(Business Lounge Journal – Global News)
Selain masalah hukum, Google tengah bergelut melawan pergeseran perilaku pengguna.
Jelang putusan penting dari Pengadilan Amerika Serikat terkait kasus antitrust, bisnis mesin pencari Google tengah terancam — bukan hanya dari regulator, tapi juga dari kebiasaan pengguna yang mulai berubah.
Vineet Jain, CEO Egnyte, misalnya, mencoba berhenti menggunakan Google Search selama 4 hari dan kemudian tidak lagi kembali. Anak remajanya lebih blak-blakan: “Kami tidak menggunakan Google lagi. Kami menggunakan ChatGPT.”
Ini bukan masalah sepele. Alat seperti ChatGPT dan Perplexity tengah menjadi alternatif yang memangkas proses mencari informasi. Pengguna tidak lagi diberi daftar tautan, tapi langsung mendapatkan jawaban.
Sebuah laporan dari Mary Meeker menyebut, ChatGPT mencapai 1 miliar pencarian harian hanya dalam 2 tahun — jauh lebih cepat dari Google yang butuh lebih dari satu dekade. Hal ini menjadi masalah besar, bukan karena algoritma Google lemah, tapi karena basis bisnisnya bergantung pada posisinya sebagai mesin pencari bawaan (default).

....................

Salin bagian teks tentang Google dari "(Business Lounge Journal" sampai "langsung mendapatkan jawaban." tanpa mengubah apa pun. Baris-baris data berikut tidak ada hubungannya dengan teks tentang Google.

....................

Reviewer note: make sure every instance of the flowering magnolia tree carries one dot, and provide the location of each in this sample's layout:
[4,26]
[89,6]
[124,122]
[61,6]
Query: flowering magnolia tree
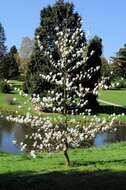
[68,96]
[72,72]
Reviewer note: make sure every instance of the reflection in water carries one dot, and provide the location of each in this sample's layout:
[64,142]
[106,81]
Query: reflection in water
[13,131]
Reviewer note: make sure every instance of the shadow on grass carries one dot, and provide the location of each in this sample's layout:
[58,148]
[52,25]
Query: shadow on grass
[93,180]
[109,109]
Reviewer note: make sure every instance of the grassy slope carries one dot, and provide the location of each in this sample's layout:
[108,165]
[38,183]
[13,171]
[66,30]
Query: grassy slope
[94,168]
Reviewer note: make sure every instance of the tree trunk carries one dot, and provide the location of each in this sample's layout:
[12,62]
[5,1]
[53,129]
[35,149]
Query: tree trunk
[65,149]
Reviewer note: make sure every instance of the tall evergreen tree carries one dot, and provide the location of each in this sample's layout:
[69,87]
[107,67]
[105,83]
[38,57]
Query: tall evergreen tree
[60,16]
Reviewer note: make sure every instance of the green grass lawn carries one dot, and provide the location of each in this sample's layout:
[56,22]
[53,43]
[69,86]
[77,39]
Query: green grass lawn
[114,96]
[93,168]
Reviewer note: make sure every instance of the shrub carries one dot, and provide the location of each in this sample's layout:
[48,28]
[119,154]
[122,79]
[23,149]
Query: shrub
[10,100]
[117,84]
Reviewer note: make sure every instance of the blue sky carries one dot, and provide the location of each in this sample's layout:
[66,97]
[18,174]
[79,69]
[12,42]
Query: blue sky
[105,18]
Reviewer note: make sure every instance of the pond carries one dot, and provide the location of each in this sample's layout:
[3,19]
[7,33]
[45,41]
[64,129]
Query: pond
[10,131]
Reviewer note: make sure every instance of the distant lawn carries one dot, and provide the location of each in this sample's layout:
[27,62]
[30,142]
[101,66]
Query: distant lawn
[113,96]
[93,168]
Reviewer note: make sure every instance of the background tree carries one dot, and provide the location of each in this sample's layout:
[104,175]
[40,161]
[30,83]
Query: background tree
[59,16]
[93,65]
[119,63]
[13,72]
[2,41]
[26,48]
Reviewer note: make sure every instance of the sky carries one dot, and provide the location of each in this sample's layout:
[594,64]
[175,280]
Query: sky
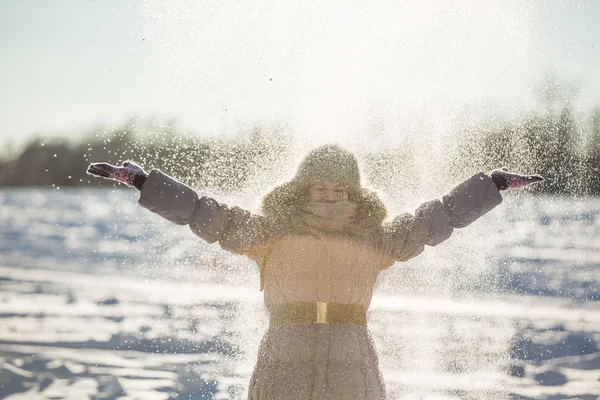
[324,68]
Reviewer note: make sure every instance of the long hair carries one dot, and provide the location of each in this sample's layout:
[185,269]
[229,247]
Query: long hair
[284,202]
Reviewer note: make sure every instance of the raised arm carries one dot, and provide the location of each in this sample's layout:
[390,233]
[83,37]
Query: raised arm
[235,229]
[433,222]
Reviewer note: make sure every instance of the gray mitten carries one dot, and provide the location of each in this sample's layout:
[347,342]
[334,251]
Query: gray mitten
[509,180]
[130,173]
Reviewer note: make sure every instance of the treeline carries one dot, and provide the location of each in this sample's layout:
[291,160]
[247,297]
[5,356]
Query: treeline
[557,145]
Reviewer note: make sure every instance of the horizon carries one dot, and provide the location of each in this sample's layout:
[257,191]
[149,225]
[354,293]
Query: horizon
[218,70]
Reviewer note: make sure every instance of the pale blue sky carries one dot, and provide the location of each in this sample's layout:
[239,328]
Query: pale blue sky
[68,65]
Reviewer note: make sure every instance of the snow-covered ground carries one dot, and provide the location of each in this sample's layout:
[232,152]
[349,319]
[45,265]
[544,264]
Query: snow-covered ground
[99,299]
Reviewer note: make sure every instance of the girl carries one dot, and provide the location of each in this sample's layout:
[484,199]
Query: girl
[320,244]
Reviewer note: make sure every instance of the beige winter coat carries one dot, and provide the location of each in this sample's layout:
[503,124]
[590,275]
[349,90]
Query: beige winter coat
[300,263]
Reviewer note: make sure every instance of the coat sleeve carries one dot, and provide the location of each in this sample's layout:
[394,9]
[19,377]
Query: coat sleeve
[236,230]
[433,222]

....................

**Jawaban tugas**
(Business Lounge Journal – Global News)
Selain masalah hukum, Google tengah bergelut melawan pergeseran perilaku pengguna.
Jelang putusan penting dari Pengadilan Amerika Serikat terkait kasus antitrust, bisnis mesin pencari Google tengah terancam — bukan hanya dari regulator, tapi juga dari kebiasaan pengguna yang mulai berubah.
Vineet Jain, CEO Egnyte, misalnya, mencoba berhenti menggunakan Google Search selama 4 hari dan kemudian tidak lagi kembali. Anak remajanya lebih blak-blakan: “Kami tidak menggunakan Google lagi. Kami menggunakan ChatGPT.”
Ini bukan masalah sepele. Alat seperti ChatGPT dan Perplexity tengah menjadi alternatif yang memangkas proses mencari informasi. Pengguna tidak lagi diberi daftar tautan, tapi langsung mendapatkan jawaban.